_EXERCISE DIRECTIONS_: Go through the data below and return each line where the string "wispy" occurs.

_EXERCISE MATERIALS_:
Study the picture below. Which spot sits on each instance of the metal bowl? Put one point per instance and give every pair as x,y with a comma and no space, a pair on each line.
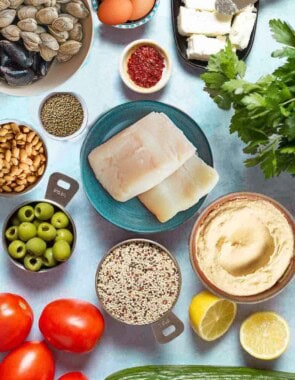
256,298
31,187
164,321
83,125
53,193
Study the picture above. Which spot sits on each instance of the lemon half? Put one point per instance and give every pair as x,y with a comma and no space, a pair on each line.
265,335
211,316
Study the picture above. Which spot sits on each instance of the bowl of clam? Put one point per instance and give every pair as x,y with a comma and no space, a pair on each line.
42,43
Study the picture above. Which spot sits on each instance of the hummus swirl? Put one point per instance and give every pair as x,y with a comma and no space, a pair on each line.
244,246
==
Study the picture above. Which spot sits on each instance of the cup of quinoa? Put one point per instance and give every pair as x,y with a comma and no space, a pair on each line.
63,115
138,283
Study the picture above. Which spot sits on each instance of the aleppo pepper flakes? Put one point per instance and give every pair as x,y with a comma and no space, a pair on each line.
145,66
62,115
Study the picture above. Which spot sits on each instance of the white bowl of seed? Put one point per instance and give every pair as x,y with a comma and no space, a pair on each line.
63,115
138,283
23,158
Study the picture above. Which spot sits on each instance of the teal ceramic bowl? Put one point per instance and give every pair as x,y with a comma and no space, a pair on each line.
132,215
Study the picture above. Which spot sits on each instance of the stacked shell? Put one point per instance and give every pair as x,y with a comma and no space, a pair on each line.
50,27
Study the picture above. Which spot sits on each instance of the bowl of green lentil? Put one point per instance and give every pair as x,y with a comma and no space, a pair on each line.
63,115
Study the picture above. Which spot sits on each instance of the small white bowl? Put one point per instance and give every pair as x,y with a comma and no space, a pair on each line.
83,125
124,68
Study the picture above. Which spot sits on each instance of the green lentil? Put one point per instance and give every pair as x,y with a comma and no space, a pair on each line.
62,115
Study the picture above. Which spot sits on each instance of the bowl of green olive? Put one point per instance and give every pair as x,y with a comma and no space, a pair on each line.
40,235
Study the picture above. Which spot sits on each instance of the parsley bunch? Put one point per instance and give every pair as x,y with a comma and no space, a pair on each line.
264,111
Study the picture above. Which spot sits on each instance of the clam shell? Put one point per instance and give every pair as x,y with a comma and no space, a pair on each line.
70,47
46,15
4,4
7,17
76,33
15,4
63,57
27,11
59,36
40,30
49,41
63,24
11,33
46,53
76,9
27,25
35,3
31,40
--
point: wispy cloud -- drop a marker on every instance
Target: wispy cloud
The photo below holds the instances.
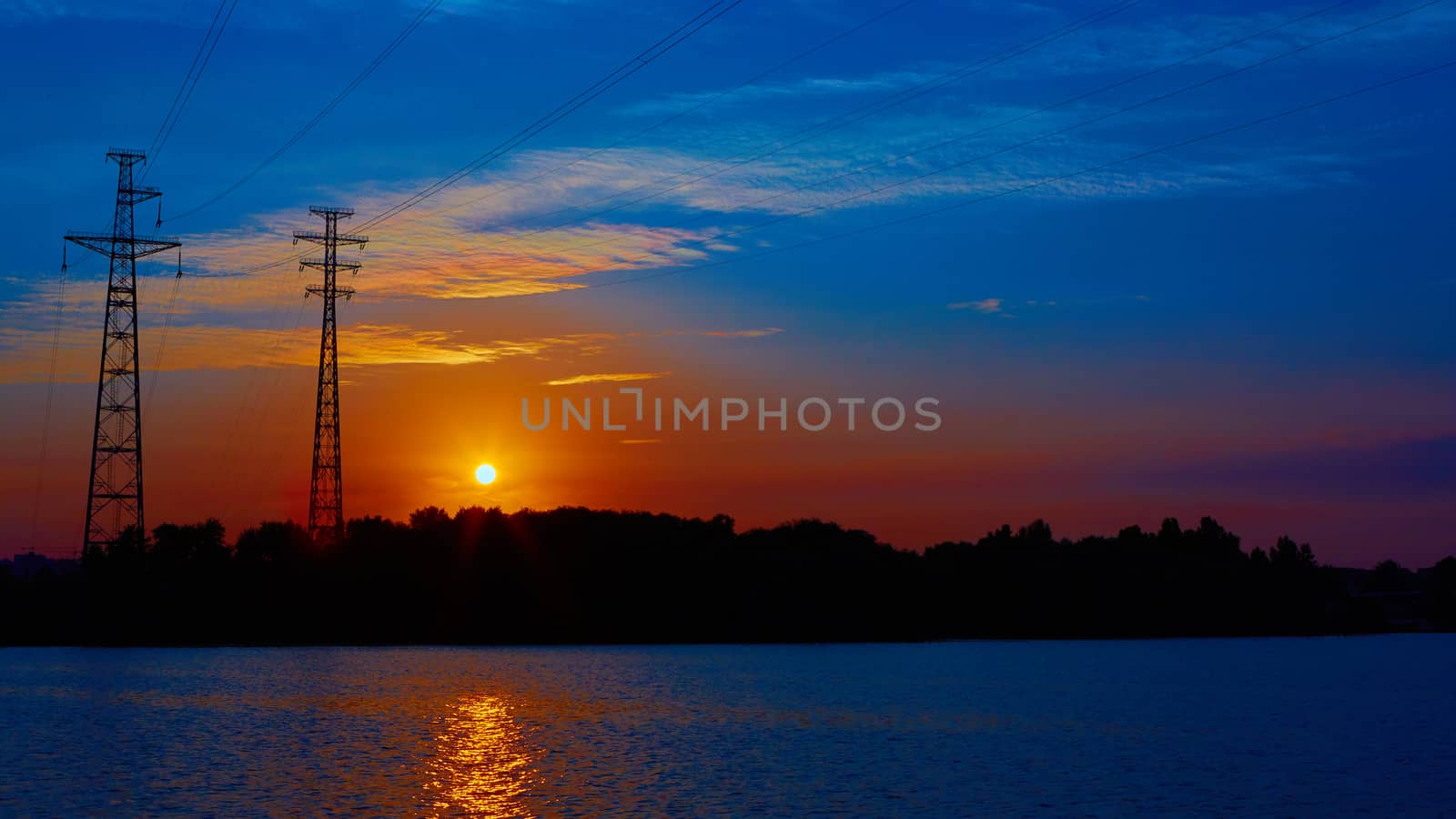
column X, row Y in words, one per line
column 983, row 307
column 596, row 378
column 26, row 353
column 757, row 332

_YOUR RESPONSE_:
point: wispy cloud -- drop a marker on every instance
Target: wispy cloud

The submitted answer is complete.